→ **Text passage**:
------------------------------------------------------------------------

Bell Let’s Talk

Wednesday, January 25, 2017 9:07 PM | Sandy (Administrator)

Today is Bell Let’s Talk Day, an initiative from Bell Canada to raise awareness on mental health.

It would make sense I write something.

I’ve been living with chronic depression since childhood, probably as early as 7 or 8 years old, but not formally diagnosed until 15 years old.

You could say I’ve lived with depression most of my life, and that it’s a part of who I am, what makes me the person that you know as Sandy.

I don’t discuss it openly on social media, not because I don’t want to, or that I’m ashamed of it. If someone asked me about it, I’m more than open to discuss what I go through. I think a part of me doesn’t regularly post about my condition is because I don’t want sympathy. The type where people look at you differently, as if you are substandard of a human being. I also don’t post openly when I’m suffering a relapse because most people would have a very tough time understanding how is it that I’m in the deepest of depression at the moment, and yet I’m telling jokes and making others laugh? Naturally, people assume that if you’re in depression, then you can’t function. Most importantly, I don’t post because, sometimes, I just don’t need ignorant bullshit from people.  

The problem, for someone like myself that’s lived with depression for such a long time, is that you learn to adapt, and you become a high functioning chronically depressed human being. Most people don’t know when I’m suffering a relapse, even my own mother, whom was the first to understand that it was not normal for a child to cry for no reason at all, and when I was formally diagnosed, she did not shy away nor ignore my illness. Today she has become somewhat out of tune when I’m relapsing, because most of the times I just work through it on my own.

------------------------------------------------------------------------

→ **Requirement**:
Answer these questions using the Bell Let's Talk post.
(a) Which company is behind the initiative that Bell Let's Talk Day promotes?
(b) At what age was the writer formally diagnosed with depression?
(c) Who was the first to understand that it was not normal for a child to cry for no reason at all?
You can set the records aside; they play no part here.

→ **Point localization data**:
------------------------------------------------------------------------

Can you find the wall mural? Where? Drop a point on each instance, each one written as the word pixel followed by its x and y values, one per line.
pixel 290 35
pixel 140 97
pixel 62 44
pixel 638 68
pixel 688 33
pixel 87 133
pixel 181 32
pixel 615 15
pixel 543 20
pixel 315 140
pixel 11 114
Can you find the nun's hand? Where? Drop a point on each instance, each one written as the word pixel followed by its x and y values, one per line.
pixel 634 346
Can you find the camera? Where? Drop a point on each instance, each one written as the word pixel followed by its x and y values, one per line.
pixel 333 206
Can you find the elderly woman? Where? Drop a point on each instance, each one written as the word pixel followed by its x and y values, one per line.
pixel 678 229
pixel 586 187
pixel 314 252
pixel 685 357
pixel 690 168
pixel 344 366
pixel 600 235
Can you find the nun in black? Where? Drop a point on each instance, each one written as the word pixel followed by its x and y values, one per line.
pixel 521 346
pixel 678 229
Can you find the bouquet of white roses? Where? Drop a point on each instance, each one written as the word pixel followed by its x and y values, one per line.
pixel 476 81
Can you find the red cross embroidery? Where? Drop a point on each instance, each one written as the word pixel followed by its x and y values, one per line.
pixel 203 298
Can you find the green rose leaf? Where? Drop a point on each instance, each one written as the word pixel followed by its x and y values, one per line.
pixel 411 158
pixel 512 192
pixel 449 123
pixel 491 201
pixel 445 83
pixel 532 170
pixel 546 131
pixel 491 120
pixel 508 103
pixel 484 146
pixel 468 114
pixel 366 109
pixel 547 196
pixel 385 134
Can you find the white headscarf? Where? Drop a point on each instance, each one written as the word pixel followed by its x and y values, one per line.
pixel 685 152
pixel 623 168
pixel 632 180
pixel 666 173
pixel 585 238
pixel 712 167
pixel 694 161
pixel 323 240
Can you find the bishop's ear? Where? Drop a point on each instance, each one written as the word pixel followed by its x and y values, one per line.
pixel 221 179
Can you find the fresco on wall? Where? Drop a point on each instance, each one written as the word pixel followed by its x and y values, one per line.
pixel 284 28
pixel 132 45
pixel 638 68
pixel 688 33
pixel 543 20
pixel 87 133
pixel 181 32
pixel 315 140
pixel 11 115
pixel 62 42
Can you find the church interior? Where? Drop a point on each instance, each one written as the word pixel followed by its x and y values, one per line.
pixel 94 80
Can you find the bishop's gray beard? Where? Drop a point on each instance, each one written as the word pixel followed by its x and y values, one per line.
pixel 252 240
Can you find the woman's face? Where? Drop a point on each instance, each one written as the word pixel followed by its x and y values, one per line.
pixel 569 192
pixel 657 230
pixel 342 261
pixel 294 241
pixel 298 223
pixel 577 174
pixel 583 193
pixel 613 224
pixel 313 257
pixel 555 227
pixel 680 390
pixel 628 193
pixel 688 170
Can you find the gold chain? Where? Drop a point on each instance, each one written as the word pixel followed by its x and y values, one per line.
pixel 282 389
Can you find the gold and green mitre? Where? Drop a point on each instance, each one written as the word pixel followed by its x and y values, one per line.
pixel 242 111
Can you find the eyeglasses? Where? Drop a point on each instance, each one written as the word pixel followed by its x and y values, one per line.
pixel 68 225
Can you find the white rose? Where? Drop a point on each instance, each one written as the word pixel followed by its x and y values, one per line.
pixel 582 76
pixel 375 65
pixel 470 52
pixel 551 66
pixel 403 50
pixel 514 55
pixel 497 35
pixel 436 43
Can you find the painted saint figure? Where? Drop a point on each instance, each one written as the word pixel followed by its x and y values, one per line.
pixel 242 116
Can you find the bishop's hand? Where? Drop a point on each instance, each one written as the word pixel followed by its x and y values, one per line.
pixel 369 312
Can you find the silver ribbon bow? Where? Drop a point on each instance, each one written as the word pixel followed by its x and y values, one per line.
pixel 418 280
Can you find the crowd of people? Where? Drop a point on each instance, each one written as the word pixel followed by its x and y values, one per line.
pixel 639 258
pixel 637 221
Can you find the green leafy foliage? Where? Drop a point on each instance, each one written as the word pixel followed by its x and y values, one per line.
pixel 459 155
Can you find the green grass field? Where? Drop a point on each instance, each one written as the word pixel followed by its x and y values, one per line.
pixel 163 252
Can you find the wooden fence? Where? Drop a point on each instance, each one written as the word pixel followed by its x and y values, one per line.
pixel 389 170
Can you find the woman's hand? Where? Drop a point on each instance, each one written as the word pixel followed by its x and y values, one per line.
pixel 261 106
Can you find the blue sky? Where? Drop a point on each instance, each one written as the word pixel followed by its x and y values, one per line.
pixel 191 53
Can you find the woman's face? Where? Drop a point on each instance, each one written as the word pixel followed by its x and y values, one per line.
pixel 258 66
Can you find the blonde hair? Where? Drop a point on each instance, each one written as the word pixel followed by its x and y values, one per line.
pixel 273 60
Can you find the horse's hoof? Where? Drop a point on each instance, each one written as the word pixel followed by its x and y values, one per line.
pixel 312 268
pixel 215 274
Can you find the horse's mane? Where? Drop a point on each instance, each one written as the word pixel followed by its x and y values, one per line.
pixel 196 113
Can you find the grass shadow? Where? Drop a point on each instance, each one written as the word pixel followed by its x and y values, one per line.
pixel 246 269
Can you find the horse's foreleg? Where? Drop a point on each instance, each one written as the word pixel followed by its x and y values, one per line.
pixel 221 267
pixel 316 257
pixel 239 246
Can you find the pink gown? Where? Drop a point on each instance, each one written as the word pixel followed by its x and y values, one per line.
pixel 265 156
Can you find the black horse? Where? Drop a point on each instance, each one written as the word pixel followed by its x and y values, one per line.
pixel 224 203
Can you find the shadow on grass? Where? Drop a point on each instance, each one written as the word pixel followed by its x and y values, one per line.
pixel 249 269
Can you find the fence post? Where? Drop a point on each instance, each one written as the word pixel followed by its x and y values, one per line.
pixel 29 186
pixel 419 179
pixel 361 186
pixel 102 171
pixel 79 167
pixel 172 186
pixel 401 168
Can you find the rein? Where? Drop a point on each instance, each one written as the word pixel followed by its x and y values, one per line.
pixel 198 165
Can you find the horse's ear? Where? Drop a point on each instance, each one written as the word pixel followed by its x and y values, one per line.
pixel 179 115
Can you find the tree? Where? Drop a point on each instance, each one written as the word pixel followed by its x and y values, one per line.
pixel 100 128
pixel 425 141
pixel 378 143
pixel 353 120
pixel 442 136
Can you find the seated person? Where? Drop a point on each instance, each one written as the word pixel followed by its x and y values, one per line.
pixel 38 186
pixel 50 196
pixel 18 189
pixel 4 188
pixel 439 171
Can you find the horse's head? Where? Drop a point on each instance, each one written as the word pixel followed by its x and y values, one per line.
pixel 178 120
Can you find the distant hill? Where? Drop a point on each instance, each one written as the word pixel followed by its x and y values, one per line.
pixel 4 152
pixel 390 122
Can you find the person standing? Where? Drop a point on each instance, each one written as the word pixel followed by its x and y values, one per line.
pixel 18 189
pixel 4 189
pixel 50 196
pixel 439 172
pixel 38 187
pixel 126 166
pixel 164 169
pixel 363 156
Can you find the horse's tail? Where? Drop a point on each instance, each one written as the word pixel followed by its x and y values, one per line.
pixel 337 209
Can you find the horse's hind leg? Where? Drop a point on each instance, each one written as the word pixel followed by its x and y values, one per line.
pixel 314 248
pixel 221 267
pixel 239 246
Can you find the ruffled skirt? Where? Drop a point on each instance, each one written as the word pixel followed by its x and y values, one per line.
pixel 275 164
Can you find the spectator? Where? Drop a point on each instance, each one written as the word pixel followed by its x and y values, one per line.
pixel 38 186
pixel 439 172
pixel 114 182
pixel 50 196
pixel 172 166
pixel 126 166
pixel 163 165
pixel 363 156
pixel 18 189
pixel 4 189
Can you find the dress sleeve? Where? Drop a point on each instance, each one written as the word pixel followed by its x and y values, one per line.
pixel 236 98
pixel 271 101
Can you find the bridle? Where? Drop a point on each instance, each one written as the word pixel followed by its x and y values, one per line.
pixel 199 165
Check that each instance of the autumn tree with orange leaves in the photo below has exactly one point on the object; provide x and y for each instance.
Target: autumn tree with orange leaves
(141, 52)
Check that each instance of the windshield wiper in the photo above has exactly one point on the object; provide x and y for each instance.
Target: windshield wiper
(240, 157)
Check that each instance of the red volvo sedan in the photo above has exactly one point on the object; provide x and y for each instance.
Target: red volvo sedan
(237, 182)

------------------------------------------------------------------------

→ **Written answer**:
(a) Bell Canada
(b) 15 years old
(c) The writer's mother